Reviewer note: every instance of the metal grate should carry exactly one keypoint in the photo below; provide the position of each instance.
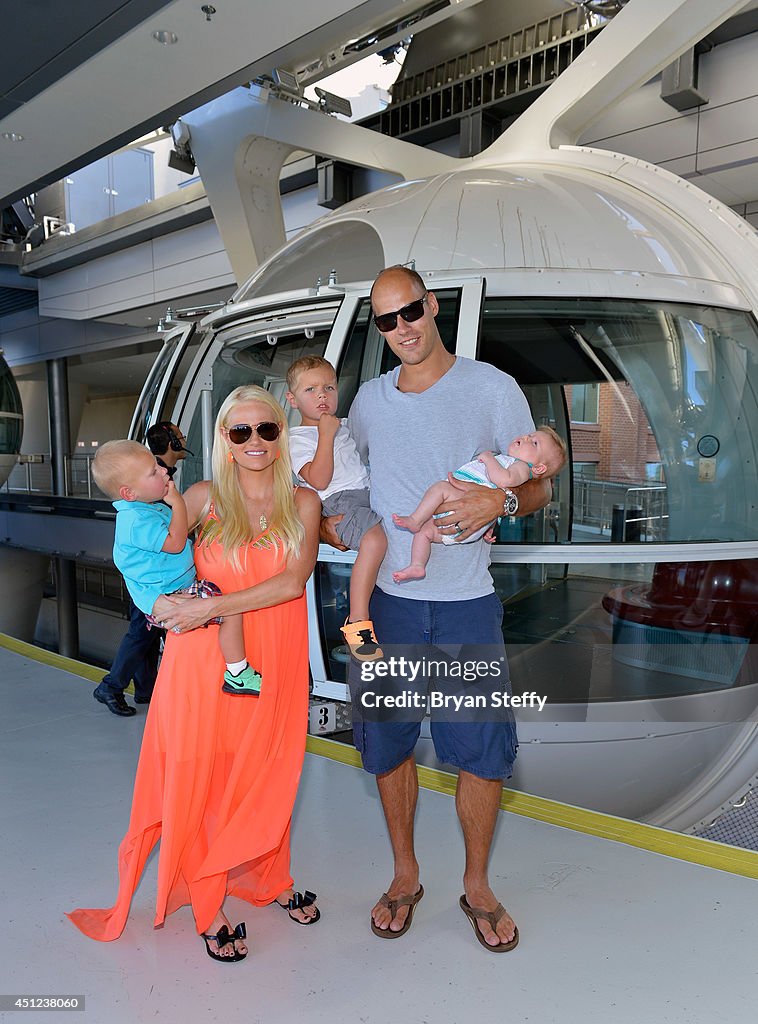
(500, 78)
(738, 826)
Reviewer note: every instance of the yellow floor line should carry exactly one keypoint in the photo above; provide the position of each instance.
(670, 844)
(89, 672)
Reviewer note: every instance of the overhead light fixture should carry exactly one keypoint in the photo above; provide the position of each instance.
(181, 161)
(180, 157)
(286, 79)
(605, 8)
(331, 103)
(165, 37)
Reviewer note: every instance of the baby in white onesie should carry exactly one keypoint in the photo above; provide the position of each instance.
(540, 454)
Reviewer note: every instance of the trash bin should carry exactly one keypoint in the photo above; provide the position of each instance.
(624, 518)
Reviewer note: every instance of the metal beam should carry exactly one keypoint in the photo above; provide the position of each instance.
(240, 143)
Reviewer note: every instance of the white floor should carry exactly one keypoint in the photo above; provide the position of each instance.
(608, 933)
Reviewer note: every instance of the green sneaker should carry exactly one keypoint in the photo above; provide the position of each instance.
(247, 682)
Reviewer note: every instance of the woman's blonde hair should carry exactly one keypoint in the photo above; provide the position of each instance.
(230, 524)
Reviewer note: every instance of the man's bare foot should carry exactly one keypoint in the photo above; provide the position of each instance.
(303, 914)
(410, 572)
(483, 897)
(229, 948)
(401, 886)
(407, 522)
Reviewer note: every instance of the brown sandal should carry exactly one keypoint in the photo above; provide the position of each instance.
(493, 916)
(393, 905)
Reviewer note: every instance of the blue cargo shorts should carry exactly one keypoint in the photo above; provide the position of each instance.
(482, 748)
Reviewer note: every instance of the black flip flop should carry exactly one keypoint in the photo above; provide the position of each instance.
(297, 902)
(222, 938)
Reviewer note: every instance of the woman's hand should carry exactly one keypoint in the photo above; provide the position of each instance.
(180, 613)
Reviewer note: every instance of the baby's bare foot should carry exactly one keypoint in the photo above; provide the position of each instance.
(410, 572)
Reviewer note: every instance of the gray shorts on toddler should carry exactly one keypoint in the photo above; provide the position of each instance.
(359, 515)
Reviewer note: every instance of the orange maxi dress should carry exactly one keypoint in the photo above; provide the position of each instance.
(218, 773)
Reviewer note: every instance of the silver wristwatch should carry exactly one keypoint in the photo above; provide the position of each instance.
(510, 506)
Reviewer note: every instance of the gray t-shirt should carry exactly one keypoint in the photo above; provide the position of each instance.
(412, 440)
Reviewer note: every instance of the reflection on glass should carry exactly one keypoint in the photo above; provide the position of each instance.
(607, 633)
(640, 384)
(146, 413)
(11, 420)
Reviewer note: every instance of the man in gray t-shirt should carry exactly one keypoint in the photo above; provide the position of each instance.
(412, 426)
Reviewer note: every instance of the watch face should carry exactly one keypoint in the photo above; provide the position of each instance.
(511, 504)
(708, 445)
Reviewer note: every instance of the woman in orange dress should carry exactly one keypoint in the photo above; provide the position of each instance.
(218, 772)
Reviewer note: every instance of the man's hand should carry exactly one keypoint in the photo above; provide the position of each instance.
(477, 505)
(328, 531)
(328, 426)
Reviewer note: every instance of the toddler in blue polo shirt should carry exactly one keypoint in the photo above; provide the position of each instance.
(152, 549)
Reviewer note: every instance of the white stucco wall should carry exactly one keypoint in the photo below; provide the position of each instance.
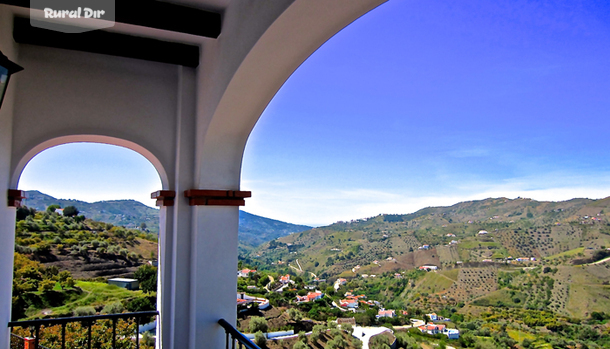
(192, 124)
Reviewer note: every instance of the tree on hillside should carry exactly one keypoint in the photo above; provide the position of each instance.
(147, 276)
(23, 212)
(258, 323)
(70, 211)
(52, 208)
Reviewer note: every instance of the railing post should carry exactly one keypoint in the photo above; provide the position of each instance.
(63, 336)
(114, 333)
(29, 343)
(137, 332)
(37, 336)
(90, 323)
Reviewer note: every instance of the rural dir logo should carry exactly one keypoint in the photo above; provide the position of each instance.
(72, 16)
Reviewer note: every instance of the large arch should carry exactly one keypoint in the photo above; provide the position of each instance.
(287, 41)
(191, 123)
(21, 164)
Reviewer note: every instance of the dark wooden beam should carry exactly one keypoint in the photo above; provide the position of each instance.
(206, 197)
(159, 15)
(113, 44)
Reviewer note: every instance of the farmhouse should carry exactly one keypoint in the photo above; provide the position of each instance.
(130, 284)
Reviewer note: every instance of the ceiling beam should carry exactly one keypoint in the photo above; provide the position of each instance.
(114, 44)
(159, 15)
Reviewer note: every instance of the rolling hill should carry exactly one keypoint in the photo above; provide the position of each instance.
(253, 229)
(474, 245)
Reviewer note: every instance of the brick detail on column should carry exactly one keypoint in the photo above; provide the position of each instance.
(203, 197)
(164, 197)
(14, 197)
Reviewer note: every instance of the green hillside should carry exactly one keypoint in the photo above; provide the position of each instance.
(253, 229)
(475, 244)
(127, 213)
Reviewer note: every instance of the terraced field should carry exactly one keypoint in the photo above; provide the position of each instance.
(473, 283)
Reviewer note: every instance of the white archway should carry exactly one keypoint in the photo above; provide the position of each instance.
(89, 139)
————
The listing above should be repeated word for word, pictures removed.

YOUR SOLUTION:
Reviewer note: every instance of the metal grate should carry exactly one keypoint in the photo below; provide the position of each instance.
(500, 78)
(738, 826)
Reviewer note: every instance of the yellow floor line should carry exactly one keypoint in the photo above; provide the position of each instance.
(670, 844)
(89, 672)
Reviewer note: every instance of the overhead light fixture should carry exactly one keypoint in the photo above; provide the position of each instance.
(181, 161)
(180, 157)
(286, 79)
(605, 8)
(331, 103)
(165, 37)
Reviewer note: every instance of the baby in white onesie should carry exactly one keypoint in the photo above; provide the position of each instance.
(540, 454)
Reviewer note: every instance of the trash bin should carry exactly one keypoint in the photo above; provide the position of each instance.
(624, 518)
Reviewer note: every instance of the metal beam should carry exactly one keypoint in the photo above; provide the position of each instance.
(240, 143)
Reviewer note: every instance of the white floor should carry exactly one keypoint in the photo above; provide the position of each instance.
(608, 933)
Reviewer note: every instance of the green sneaker should carry exactly one keypoint in the photo above; provide the position of each instance.
(247, 682)
Reviewer note: every instance of the woman's blonde hair should carry exactly one keypoint in the photo above; provide the position of each instance.
(230, 524)
Reviewer note: every instance of the man's bare foot should carry exactly one keypoint in the photo above; provide the position of each instance.
(303, 914)
(410, 572)
(483, 897)
(229, 948)
(401, 886)
(407, 522)
Reviewer note: every instance of the brown sandal should carry exactly one keypoint in the photo above; provide the position of each instance.
(493, 916)
(393, 905)
Reviewer note: every instance of the blue cargo shorts should carry exactly one keypoint in the photo above; provide the position of each instance.
(482, 748)
Reviewer note: every instance of the black flip flop should carry exactly one keypoint in the photo above; provide the position of each instance.
(297, 902)
(222, 938)
Reviewer note: every instance of the woman's hand should carry exactly one keypoint in the photo above; provide the position of each instance.
(180, 613)
Reviewer note: every instance of the baby's bare foot should carry exactly one keypoint in the photo above; provide the position of each instance.
(410, 572)
Reviewer note: every instance of the gray shorts on toddler should carry exactly one keypoint in the photo above; provide the position of each instance.
(359, 515)
Reviewer note: every instance of the orange maxi dress should carry exactly one keypoint in the photo above; provide the position of each instance.
(218, 773)
Reviewer note: every instance of the silver wristwatch should carry exactly one keypoint in the photo above; provide the position of each instance.
(510, 506)
Reviewer note: every instance of the gray t-shirt should carry exactly one keypoint in the photo above; provide the position of each instance.
(412, 440)
Reviewer note: every instance of the reflection on glass should carry exactly one keypoint in the photo above; provide the position of each instance.
(607, 633)
(640, 384)
(146, 413)
(11, 420)
Reviewer note: every instance of the man in gray t-shirt should carry exactly one keypoint in the photo above; provide the position of each instance.
(412, 426)
Reviewer note: every instance of the watch face should carry exactly one keypoint in the photo above; provide the position of each instance.
(511, 504)
(708, 445)
Reviewer note: every instance of the woman in orange dress should carry exactly one keypoint in the photo above; provide the position of each instance.
(218, 772)
Reviewer note: every instance of the man's hand should carry exactly one keypoint in the photo above; provide the position of each instance.
(477, 505)
(328, 531)
(328, 426)
Reviewer note: every instance of the toddler in blue polo shirt should carry exactly one keypoint in the photo above; provide the position of each instance.
(152, 549)
Reviewer note: every instance of the white stucco wall should carry exactly one keypoint in the photo below; provide the position of each instance.
(192, 124)
Reviewer note: every instance of the tree on hillside should carry exactly one keypoint in the photo above; provide the position of each instance.
(147, 276)
(23, 212)
(258, 323)
(70, 211)
(52, 208)
Reviewer note: every instance of the railing post should carry exactly one keypoint in the photo above; provide the position of each instance.
(63, 336)
(114, 333)
(29, 343)
(137, 332)
(37, 336)
(90, 323)
Reviewer note: every instance of the rural dir logo should carry exactly one keypoint in the photo above; provide the position of each instance.
(72, 16)
Reviewer note: every instance of the large arch should carry exactly one keypoint in the photo above; provide the position of each instance.
(287, 41)
(191, 123)
(21, 164)
Reviewer note: every instance of the dark wooden beam should carry exactly one keypoint in the photo above; provide the position of each instance.
(206, 197)
(159, 15)
(113, 44)
Reviewer note: every instance of the farmhouse should carry exactly one keypoint in the photo above; provide the position of each instance.
(130, 284)
Reviewer note: every instance of the ceiling beam should carry exactly one keypoint in the photo above; provide the position of each instance.
(114, 44)
(159, 15)
Reviewer note: every instance of the rolling hill should carry exactly one keypoint in the photo above; provide the position of each instance.
(253, 229)
(474, 245)
Reviewer note: every instance of the brick detail on column should carry exactly one keypoint in the photo above; provide the position of each instance.
(203, 197)
(164, 197)
(14, 197)
Reviewer note: every instance of the green hillside should carry exactly one keypoint in the photo above; provide the position of each instance.
(253, 229)
(475, 244)
(127, 213)
Reviewer note: every instance of the terraced field should carry exactly one keypoint in the photo above; provide the position of each instance.
(473, 283)
Reviewer note: every instance of the white archway should carry exactly one keypoint in the photo above; provide the position of each instance.
(89, 139)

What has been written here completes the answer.